» **Excerpted records**

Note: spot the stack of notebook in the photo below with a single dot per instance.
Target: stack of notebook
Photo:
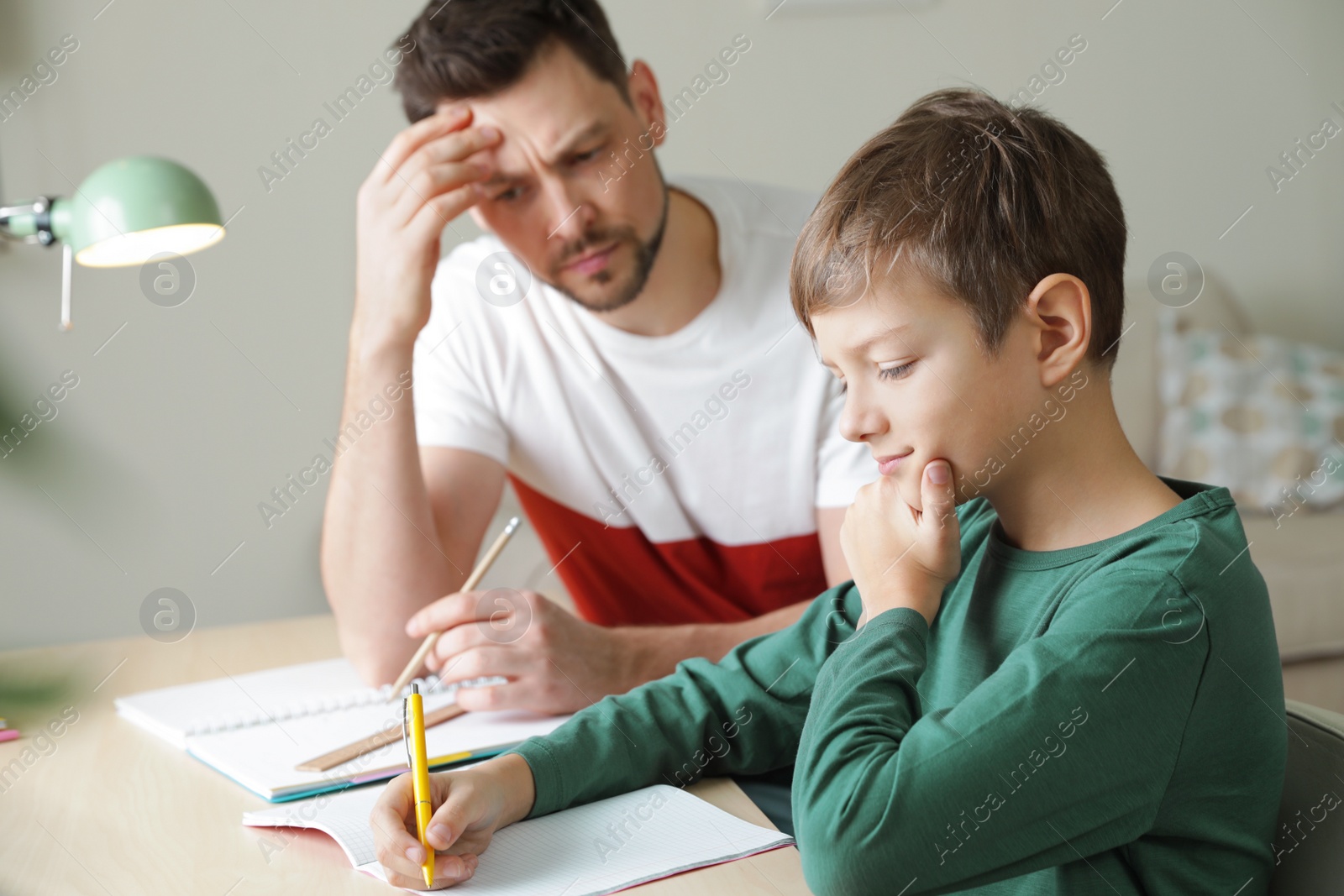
(257, 727)
(585, 851)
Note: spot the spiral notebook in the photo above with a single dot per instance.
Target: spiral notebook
(257, 727)
(586, 851)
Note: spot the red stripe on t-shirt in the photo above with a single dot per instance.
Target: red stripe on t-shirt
(617, 577)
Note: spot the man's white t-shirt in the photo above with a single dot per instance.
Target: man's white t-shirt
(674, 479)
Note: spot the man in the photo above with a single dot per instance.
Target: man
(622, 348)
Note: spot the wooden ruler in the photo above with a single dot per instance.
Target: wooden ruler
(387, 735)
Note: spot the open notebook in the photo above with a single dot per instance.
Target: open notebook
(257, 727)
(586, 851)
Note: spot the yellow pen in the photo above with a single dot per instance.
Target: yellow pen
(413, 725)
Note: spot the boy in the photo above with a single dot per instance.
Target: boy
(1053, 672)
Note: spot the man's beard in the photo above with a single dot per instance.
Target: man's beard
(645, 253)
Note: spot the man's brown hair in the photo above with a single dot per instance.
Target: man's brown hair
(479, 47)
(980, 201)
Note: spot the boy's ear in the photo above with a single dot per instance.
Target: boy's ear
(1059, 312)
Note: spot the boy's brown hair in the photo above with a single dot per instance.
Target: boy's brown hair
(477, 47)
(980, 201)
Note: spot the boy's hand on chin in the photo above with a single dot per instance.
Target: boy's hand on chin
(900, 557)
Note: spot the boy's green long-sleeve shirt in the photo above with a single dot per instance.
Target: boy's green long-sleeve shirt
(1102, 719)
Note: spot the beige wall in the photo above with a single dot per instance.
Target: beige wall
(152, 470)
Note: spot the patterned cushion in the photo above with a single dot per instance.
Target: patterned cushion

» **Goal**
Arrange every line of the listing above as a numbered list, omitting blank lines and the pictures.

» **Solved exercise**
1. Note: spot the stack of notebook in the photo below with a single dot per instance.
2. Target: stack of notebook
3. Photo:
4. (257, 727)
5. (585, 851)
6. Note: spot the spiral notebook in the photo above with a single dot per instance.
7. Target: spiral notebook
8. (257, 727)
9. (586, 851)
10. Note: spot the red stripe on t-shirt in the photo above with a single dot per instance.
11. Target: red stripe on t-shirt
12. (617, 577)
13. Note: spot the man's white t-shirt in the photo above with a single dot per instance.
14. Target: man's white t-shirt
15. (674, 479)
16. Note: spot the man in the photo above with a single dot per instance.
17. Target: man
18. (622, 348)
19. Note: spot the wooden ruler in the photo above with a single dot per instance.
20. Target: wooden ruler
21. (387, 735)
22. Note: spot the open notebook in the photo above with a single dot per instance.
23. Target: open notebook
24. (257, 727)
25. (586, 851)
26. Note: spot the yellow pen in the photo above with a single dot per instance.
27. Target: yellow pen
28. (413, 725)
29. Note: spot the boy in the photo above with a single dot per instance.
30. Target: boy
31. (1053, 672)
32. Note: spot the man's beard in the photo above with a single dot per instance.
33. Target: man's beard
34. (645, 253)
35. Note: spot the man's brown hair in the photo above with a single dot per instance.
36. Target: man's brown hair
37. (479, 47)
38. (980, 201)
39. Note: spot the boy's ear in the photo above with a single dot per instance.
40. Target: boy's ear
41. (1059, 312)
42. Note: spot the boy's brown hair in the photo above with a single dot per instance.
43. Target: boy's brown hair
44. (477, 47)
45. (980, 201)
46. Note: spot the boy's hand on chin in the photo above with a single dot per instance.
47. Target: boy's hand on chin
48. (900, 557)
49. Note: spot the boy's green long-sleeve shirt in the photo above with a single dot per instance.
50. Target: boy's green long-sleeve shirt
51. (1102, 719)
52. Note: spot the beige wall in the photo above with a single dot per instance.
53. Target: beige wall
54. (152, 470)
55. Note: spot the patterned cushion in the photo above with a single dot per instance.
56. Target: patterned cushion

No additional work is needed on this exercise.